• [Texte du document]:
*-*-*

Cette attitude profonde invite aussi à renouveler notre regard sur le monde et la création. Augustin fut un homme de beauté et d’émerveillement. Converti, il reste un homme profondément sensible. Il s’enthousiasme et remercie Dieu devant la germination et la multiplication des grains de blé, ou devant un paysage harmonieux. Comprenant que la création, dans sa beauté sensible, peut mener la méditation vers le Créateur lui-même. Augustin voit là une étape nécessaire de la vie spirituelle : il faut remonter, au travers des choses sensibles et visibles, vers Dieu. Ce chemin passe par nos cœurs, car c’est dans ce sanctuaire que peut être purifié et ordonné l’amour des êtres créés.

Augustin nous propose alors une démarche très belle. En effet, les créatures, par elles-mêmes, n’ont ni voix ni cœur pour louer Dieu. Et pourtant : « Elles-mêmes louent Dieu en quelque manière – Comment louent-elles le Seigneur ? C’est qu’en les voyant, nous nous reportons au suprême ouvrier qui les a créées, et de là vient en nous la louange de Dieu ; or, quand on loue Dieu en considérant toutes les créatures, toutes les créatures louent Dieu. »

Le chrétien devient comme le « prêtre de la création », il offre celle-ci à Dieu, il est médiateur. L’âme de louange, – « âme eucharistique » – fait de la terre le chemin du ciel. Employons une expression augustinienne, et disons que notre cœur est vraiment l’encensoir de la louange de Dieu.

Nous élevons le monde par notre louange, et nous nous grandissons en l’accomplissant : C’est « le Seigneur lui-même qui nous engage à louer le Seigneur. Ce n’est point lui, mais nous que grandissent les louanges que nous lui donnons ; tes louanges n’élèvent point le Seigneur, tes blasphèmes ne l’abaissent point. Mais toi, en louant sa bonté, tu en deviens meilleur, et pire en le blasphémant. Pour lui, il demeure ce qu’il est dans sa bonté – C’est à nous que revient l’avantage de louer le Seigneur ».

Être louange

Néanmoins saint Augustin nous demande la cohérence. La vérité de la prière se vérifie dans l’engagement d’une vie. La prière est aussi un signe, qui ne doit pas mentir ; elle doit refléter l’authenticité profonde de notre charité intérieure, elle nous engage à l’unité de vie : « Louez le Seigneur, mais louez-le de tout vous-mêmes ; c’est-à-dire, non seulement de la langue, mais de la voix, mais aussi de toute votre conscience, dans toute votre vie, dans tous vos actes. Nous louons Dieu dans l’Église, maintenant que nous y sommes assemblés ; et que chacun se retire chez soi, il semble dès lors interrompre cette louange. Mais qu’il ne cesse de bien vivre, et il ne cesse de louer Dieu. Cesser de louer Dieu, c’est t’écarter de la justice, et de tout ce qui lui plaît. »

*-*-*

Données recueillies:
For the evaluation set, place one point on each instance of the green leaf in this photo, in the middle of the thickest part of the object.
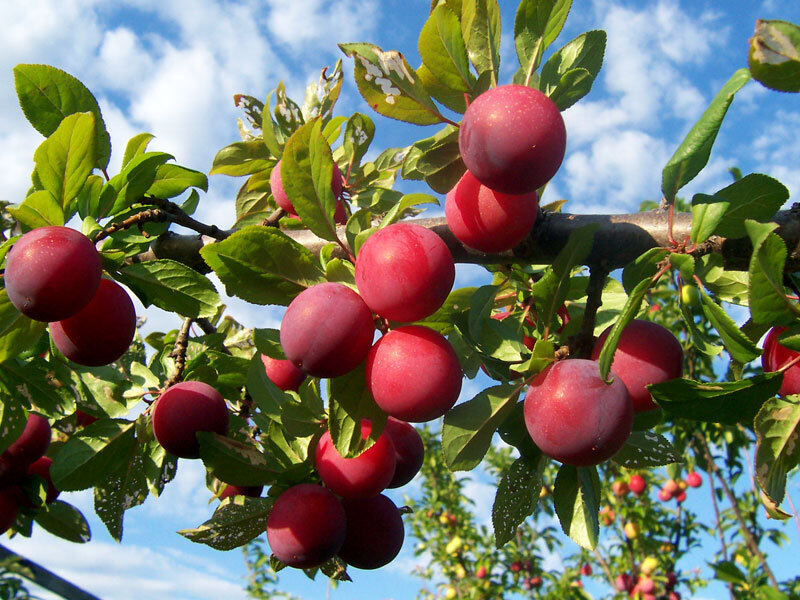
(65, 521)
(263, 265)
(236, 522)
(92, 454)
(241, 158)
(235, 462)
(576, 495)
(480, 26)
(40, 209)
(173, 180)
(390, 86)
(551, 290)
(306, 173)
(17, 332)
(441, 47)
(568, 75)
(645, 449)
(692, 155)
(65, 159)
(777, 427)
(726, 402)
(774, 56)
(536, 26)
(136, 146)
(517, 496)
(739, 346)
(47, 95)
(469, 427)
(349, 403)
(172, 286)
(768, 301)
(756, 197)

*-*-*

• [Tâches à réaliser]:
1) Recopiez le passage du texte sur saint Augustin et la louange, de « Cette attitude profonde » à « des êtres créés. ».
2) Prolongez le texte consacré à la louange chez saint Augustin en reprenant après sa dernière phrase.

• [En réponse]:
1)
Cette attitude profonde invite aussi à renouveler notre regard sur le monde et la création. Augustin fut un homme de beauté et d’émerveillement. Converti, il reste un homme profondément sensible. Il s’enthousiasme et remercie Dieu devant la germination et la multiplication des grains de blé, ou devant un paysage harmonieux. Comprenant que la création, dans sa beauté sensible, peut mener la méditation vers le Créateur lui-même. Augustin voit là une étape nécessaire de la vie spirituelle : il faut remonter, au travers des choses sensibles et visibles, vers Dieu. Ce chemin passe par nos cœurs, car c’est dans ce sanctuaire que peut être purifié et ordonné l’amour des êtres créés.

2)
Oui, la vie est un chant et un chant de louange. Mal vivre, c’est faire mentir la prière : « Si jamais tu ne t’éloignes du bien, ta langue peut bien se taire, mais ta vie est un chant, et Dieu a l’oreille sur ton cœur. La louange seule digne de Celui que vous chantez, c’est le chanteur lui-même. Vous voulez vraiment louer Dieu, soyez vous-mêmes ce que vous chantez ; vous êtes une louange à Dieu si votre vie est sainte… Vous cherchez où est la louange ? Considérez- vous vous-mêmes ! Vous êtes cette louange ! »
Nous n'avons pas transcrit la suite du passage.